**抜粋本文:**
国境越え

 島国日本に住んでいる私にとって、国境通過というのはなかなか興味深いものだった。 国境のラインを越えた途端に、人、言葉、通貨などがガラリと変わるというのは、ワクワクするものだ。
 しかし、体ひとつで旅をするバックパッカーなら、国境通過もそれほど問題ないのだが、オートバイ旅行者にとって厄介なのはオートバイの通関だ。
 カルネという税関のフリー切符のようなものがあれば苦労はないが、それがないと大変だ。
 南米のコロンビアでは、カルネを持っていなかったために、オートバイの通関が切れなかった。

 2回目のツーリングでは、アメリカでオートバイを買ったのだが、アメリカではカルネを取得することができなかった。そもそも、カルネそのものが存在しなかったのだ。当時(1990年)南米では基本的にオートバイの通関にはカルネが必要で、元はといえば持っていない私が悪いのである。
 パナマから飛行機でコロンビアの首都ボゴタの空港に送り、そこで粘ること3週間。結局通関は切れずに、そのままエクアドルの首都キトに再び航空便で送った。
 走れなかったくやしさ、航空便にかかった費用などで力が抜けた。オートバイは航空便で送ったが、私自身はバスを乗り継いでキトに向かう。
 まさかツーリングで旅に出て、バス旅行する羽目になろうとは思わなかった。

盗難

 盗難に遭ったのは3回。そのうち2回がユースホステルのなかで起こった。

盗難Part1
 1回目はアムステルダムのユースで、寝ている間にウエストバッグごと盗まれた。
 40人くらいの大部屋で2段ベッドに上に寝ていた。鍵のかかるロッカーもあったのだが、ロッカーを信用していなかった私は、ウエストバッグをベッドの鉄柱に二重に巻き付けてパチンとロックし、その上に枕を置いて眠っていた。いくらなんでも、枕の下にあるものを盗んでいくヤツはいないだろうと思っていたが……、それがいたのだ。
 メガネ、腕時計、コンパクトカメラ、お守りなどを入れていた。パスポートとお金は、貴重品袋の中に入れて首から吊っていたので助かった。
 アムステルダムの警察というのが実に事務的で、盗まれたと言ったら、用紙をくれて、
「これを書いてサインしろ。保険会社には、この証明書を出せばOK」
 と言って終わりだった。
 しかし、2日後にユースの屋上でウエストバッグが発見された。中身は全部無事。お守り袋の中身まで開けられていた。多分キャッシュだけを狙った泥棒だ。
 見つかって良かったと思った反面、少しプライドも傷ついた。
 私のカメラや時計は、盗む価値さえないのだろうかと。

盗難Part2
 2回目はフランスパリ郊外のユースで。
 そこのユースにはオートバイの整備などで、約1ヶ月滞在した。ユースの住人やそこで働く人たちとも仲良くなり、気が緩んだのがいけなかった。
 ある日、持っていた短波ラジオがなくなった。これはときどきNHKの日本語放送を聞いていた大事なラジオだった。

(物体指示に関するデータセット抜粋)
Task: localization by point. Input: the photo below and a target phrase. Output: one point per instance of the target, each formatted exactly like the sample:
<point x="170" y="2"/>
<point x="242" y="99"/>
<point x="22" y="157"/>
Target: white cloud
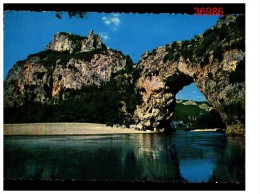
<point x="113" y="21"/>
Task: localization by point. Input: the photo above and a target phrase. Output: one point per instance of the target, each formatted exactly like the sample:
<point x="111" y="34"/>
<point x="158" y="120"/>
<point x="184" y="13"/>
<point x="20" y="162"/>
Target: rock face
<point x="74" y="43"/>
<point x="69" y="62"/>
<point x="212" y="61"/>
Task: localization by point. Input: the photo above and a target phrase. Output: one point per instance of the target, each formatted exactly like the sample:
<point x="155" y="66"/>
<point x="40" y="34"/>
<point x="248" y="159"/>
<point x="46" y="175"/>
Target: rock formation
<point x="214" y="61"/>
<point x="69" y="62"/>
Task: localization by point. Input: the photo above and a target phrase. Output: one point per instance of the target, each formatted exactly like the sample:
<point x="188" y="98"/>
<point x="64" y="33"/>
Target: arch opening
<point x="162" y="108"/>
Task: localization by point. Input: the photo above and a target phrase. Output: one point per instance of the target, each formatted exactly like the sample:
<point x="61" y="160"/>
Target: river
<point x="192" y="157"/>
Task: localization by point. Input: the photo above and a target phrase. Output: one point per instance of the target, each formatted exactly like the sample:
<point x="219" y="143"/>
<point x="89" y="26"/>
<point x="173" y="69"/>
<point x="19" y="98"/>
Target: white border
<point x="252" y="84"/>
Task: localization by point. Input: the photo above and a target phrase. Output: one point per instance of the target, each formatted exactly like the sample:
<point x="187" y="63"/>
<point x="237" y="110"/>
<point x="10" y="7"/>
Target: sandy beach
<point x="65" y="129"/>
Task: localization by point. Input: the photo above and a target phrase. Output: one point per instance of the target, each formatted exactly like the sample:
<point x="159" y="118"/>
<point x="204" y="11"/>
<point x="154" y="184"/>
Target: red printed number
<point x="209" y="11"/>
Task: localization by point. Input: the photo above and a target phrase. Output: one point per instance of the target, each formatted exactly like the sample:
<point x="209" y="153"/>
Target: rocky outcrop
<point x="69" y="62"/>
<point x="73" y="43"/>
<point x="213" y="61"/>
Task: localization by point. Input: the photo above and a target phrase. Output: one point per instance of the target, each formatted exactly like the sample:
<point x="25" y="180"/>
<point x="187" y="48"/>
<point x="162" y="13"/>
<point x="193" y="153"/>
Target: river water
<point x="181" y="157"/>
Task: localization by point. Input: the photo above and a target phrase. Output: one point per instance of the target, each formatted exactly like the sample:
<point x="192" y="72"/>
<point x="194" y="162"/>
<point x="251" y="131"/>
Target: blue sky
<point x="30" y="32"/>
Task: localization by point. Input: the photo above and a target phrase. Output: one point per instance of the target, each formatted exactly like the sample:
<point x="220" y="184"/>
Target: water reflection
<point x="180" y="156"/>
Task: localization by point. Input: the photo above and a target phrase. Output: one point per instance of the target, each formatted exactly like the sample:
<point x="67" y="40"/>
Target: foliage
<point x="94" y="104"/>
<point x="226" y="35"/>
<point x="72" y="14"/>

**課題の要件:** 上に掲げた、オートバイ旅行での国境越えと盗難をつづった文章を、最後の一文に続けて書き進めてください。

**解答:**
 その前年の8月にイラクがクェートに侵攻し、戦争が始まるかも知れないといっていた1991年1月のことだ。ニュースを聞き、状況を検討した上でアフリカに渡ろうと思っていた矢先だっただけに、盗難のダメージは大きかった。犯人は泊まりに来てい少年だろうと目星はついたが、証拠がなかった。そして、もちろんラジオは戻ってこなかった。

ユースホステルは危険か?
 危険であるとも言えるし、ないとも言える。
 ただ、大勢の人間が泊まっているので、中には手クセ悪いヤツもいるだろう。
 ヨーロッパの大都市にあるユースは出入りが自由で、まるで関係のない人間が旅行者のフリをしていることも多いという。となるとユースは危険なところということになるのだろうが、他にこんなに安く泊まれるところはない。もっと奮発してもっと宿代の高い、安全そうなホテルに泊まるか、多少の注意を払ってユースに泊まるか、それは旅のスタイルによる。
 ただ、いいホテルに泊まったからといって、盗難と無縁になるわけではない。一歩外に出ればいろんなものが待ち受けている。
 だから、盗難に遭わないコツは、常に注意を払っていること。それ以前に、盗まれて困るようなものは絶対に持っていかないということだ。これしかない。

オートバイの盗難対策
 ツーリングで絶対に盗られてはならないのがオートバイだ。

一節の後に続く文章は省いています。